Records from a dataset
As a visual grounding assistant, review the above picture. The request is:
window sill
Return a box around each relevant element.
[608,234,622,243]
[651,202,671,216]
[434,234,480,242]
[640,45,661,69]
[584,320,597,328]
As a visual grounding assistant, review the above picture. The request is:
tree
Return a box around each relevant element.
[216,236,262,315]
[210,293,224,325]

EXERCISE BRIEF: What is needed is an exact copy of the lines from the one containing "window sill" through the last line of the records above, both included.

REPLY:
window sill
Return a box around each relevant element.
[608,234,622,243]
[651,202,671,216]
[434,234,480,242]
[640,45,661,69]
[584,320,597,328]
As a visual grounding assistant, review the above picture. The request is:
tree
Return a box around each relevant element.
[216,236,262,315]
[210,293,224,325]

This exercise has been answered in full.